:: REQUIRED ACTION ::
Each line of the entries below that holds "curtain" is needed, copied in full.

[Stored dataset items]

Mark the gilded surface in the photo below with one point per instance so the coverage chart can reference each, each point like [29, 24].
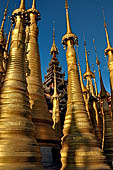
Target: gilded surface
[56, 112]
[18, 147]
[45, 135]
[79, 146]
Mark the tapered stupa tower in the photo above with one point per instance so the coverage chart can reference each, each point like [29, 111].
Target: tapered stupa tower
[91, 97]
[109, 51]
[79, 147]
[60, 81]
[107, 144]
[45, 135]
[18, 147]
[2, 46]
[84, 89]
[56, 112]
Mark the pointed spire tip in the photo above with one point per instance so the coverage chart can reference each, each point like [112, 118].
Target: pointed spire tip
[66, 4]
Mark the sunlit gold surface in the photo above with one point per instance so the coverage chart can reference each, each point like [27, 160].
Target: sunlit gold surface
[18, 147]
[107, 144]
[84, 90]
[56, 112]
[45, 135]
[89, 75]
[79, 147]
[2, 47]
[109, 51]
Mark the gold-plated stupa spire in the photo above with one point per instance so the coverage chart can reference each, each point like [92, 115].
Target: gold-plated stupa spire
[5, 14]
[19, 149]
[79, 146]
[22, 4]
[54, 49]
[107, 143]
[2, 44]
[6, 55]
[56, 112]
[42, 120]
[109, 51]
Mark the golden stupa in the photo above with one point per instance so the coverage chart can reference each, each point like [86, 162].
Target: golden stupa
[18, 147]
[79, 146]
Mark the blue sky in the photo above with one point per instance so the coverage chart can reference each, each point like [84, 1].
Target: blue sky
[85, 16]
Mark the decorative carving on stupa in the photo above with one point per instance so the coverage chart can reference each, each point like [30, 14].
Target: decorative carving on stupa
[19, 148]
[60, 82]
[79, 146]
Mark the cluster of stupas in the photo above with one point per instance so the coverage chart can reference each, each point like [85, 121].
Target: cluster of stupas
[57, 124]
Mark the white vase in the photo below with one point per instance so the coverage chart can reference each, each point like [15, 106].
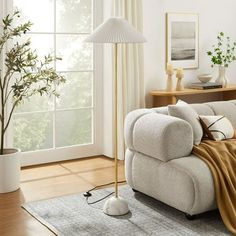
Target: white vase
[222, 78]
[10, 170]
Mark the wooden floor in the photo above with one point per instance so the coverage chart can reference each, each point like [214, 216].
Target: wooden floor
[48, 181]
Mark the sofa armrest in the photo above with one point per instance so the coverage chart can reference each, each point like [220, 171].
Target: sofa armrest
[160, 136]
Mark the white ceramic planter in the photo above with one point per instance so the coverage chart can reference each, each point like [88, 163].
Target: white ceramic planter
[10, 170]
[222, 78]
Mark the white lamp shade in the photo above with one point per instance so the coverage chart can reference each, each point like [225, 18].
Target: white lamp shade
[116, 30]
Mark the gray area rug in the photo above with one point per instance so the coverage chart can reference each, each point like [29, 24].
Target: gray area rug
[72, 216]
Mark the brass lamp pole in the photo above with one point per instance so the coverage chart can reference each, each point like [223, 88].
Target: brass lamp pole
[116, 30]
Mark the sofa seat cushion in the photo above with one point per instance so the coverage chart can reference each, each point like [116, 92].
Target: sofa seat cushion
[185, 183]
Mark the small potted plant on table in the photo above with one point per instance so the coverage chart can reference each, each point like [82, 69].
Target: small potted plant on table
[22, 75]
[223, 54]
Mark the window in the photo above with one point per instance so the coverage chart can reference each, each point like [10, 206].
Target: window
[70, 122]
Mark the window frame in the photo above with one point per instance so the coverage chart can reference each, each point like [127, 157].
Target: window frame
[77, 151]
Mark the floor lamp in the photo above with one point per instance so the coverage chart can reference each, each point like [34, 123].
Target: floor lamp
[116, 30]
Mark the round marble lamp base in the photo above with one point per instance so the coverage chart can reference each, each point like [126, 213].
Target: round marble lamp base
[116, 206]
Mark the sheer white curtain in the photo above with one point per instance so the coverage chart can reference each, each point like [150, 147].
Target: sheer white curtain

:: EXERCISE OUTPUT ::
Mark the sheer white curtain in the photo above with one point per instance so the coverage chart can reference each, each point like [150, 147].
Target: sheer white curtain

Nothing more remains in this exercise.